# Exercise goal:
Copy the lines of the records below without any changes, starting at the line that contains "Where can you spot the orange" and ending at the end of the records.

═════ Extracted material ═════

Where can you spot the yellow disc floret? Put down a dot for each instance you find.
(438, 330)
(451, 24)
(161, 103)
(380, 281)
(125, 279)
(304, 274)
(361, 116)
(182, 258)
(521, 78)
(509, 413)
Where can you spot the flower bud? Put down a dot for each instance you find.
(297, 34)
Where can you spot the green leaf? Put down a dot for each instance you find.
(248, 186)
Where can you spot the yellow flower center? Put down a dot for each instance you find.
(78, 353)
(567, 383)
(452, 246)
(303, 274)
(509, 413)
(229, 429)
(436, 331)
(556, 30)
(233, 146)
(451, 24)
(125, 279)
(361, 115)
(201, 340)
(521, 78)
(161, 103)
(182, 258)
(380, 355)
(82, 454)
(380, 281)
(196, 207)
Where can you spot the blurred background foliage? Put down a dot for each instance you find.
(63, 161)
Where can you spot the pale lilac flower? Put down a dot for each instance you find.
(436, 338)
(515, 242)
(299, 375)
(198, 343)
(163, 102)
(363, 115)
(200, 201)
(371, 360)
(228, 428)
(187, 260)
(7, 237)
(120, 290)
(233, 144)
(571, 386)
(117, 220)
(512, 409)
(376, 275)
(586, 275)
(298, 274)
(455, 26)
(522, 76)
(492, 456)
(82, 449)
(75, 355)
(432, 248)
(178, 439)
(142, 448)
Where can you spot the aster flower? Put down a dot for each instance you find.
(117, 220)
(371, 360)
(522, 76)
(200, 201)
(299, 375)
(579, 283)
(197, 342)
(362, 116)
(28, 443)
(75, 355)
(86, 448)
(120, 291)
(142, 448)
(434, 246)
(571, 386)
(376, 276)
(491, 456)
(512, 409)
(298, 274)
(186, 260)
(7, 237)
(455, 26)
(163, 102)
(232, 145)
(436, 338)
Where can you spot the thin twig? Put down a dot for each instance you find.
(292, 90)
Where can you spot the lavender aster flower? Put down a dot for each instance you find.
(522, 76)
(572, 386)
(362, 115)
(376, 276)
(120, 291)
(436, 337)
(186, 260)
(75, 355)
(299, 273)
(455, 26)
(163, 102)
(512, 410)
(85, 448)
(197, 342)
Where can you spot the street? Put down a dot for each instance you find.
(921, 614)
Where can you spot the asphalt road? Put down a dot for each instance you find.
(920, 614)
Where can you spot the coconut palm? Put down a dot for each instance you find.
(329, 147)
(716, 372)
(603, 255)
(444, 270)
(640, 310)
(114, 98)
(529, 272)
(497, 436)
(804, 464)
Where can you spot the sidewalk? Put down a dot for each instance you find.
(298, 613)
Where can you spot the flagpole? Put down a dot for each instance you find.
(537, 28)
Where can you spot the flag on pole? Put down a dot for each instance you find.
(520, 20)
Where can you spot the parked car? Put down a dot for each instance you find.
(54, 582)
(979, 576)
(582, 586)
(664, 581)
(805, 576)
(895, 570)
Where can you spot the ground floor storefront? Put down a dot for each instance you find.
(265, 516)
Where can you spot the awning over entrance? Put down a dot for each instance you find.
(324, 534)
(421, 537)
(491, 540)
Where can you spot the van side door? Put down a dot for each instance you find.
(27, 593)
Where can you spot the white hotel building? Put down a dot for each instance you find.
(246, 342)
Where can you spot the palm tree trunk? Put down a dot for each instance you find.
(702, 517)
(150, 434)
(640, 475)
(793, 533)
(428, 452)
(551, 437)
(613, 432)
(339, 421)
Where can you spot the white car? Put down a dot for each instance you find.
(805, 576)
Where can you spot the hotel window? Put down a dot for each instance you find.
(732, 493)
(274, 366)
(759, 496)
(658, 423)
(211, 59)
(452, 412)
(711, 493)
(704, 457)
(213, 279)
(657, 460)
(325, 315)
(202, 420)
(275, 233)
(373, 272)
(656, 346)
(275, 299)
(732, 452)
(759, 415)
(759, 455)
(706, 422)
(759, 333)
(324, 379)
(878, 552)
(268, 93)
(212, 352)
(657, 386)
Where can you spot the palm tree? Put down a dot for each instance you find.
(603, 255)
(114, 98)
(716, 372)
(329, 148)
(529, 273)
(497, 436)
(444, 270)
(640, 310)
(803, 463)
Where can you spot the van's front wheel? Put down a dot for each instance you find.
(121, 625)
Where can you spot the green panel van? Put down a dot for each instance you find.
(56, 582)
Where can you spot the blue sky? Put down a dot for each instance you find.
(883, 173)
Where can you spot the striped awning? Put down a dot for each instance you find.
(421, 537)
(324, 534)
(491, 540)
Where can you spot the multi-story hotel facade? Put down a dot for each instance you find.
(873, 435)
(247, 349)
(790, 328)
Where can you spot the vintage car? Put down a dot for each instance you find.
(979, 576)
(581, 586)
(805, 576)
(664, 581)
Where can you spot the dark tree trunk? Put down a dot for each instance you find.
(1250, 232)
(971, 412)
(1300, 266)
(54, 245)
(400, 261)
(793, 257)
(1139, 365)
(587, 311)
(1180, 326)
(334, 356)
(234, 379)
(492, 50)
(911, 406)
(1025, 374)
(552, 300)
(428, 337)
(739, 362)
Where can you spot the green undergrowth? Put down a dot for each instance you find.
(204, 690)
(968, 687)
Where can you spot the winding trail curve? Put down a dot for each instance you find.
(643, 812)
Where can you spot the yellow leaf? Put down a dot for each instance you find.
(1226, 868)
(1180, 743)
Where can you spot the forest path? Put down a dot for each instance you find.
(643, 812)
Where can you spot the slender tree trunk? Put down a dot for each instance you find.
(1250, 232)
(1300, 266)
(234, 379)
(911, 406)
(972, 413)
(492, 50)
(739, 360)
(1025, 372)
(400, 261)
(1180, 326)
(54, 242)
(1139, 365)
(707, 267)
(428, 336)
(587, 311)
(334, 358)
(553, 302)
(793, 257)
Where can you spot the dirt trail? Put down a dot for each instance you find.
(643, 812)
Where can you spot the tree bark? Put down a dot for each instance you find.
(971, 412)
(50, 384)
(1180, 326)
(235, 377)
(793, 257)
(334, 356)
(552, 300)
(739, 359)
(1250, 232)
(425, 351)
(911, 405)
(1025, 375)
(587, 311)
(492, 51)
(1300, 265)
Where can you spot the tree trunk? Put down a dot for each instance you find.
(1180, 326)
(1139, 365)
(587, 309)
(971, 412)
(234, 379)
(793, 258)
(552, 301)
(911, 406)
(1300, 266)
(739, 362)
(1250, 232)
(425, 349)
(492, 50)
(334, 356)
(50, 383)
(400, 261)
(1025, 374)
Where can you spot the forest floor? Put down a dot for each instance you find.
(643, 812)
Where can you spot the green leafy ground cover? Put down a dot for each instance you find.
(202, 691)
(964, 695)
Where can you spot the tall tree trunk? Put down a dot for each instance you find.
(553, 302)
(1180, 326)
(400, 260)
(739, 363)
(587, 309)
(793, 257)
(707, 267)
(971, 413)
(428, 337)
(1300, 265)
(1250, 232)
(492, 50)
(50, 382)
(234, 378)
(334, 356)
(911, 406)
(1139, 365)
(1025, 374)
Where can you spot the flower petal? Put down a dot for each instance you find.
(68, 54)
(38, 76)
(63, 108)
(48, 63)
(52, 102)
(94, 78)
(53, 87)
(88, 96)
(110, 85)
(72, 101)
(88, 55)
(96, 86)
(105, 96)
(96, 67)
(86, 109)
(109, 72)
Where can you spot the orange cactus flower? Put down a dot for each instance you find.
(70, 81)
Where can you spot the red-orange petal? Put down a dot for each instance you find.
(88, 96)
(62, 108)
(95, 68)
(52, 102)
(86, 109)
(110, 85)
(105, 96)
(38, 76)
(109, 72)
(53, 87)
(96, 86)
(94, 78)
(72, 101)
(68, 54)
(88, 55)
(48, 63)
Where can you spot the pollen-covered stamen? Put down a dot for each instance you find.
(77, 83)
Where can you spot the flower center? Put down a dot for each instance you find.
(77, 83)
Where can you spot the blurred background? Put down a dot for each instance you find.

═════

# Reply:
Where can you spot the orange cactus flower? Put down a dot for each instance you find.
(70, 81)
Where can you spot the red-orange petal? Put down a dot for each instance you find.
(88, 96)
(62, 108)
(95, 68)
(52, 102)
(86, 109)
(110, 85)
(105, 96)
(38, 76)
(109, 72)
(53, 87)
(96, 86)
(94, 78)
(72, 101)
(68, 54)
(88, 55)
(48, 63)
Where can you spot the pollen-covered stamen? Put down a dot for each instance you find.
(77, 83)
Where can you spot the flower center? Put down a dot for each instance you find.
(77, 83)
Where can you spot the blurred background? Put down a dot for each instance you find.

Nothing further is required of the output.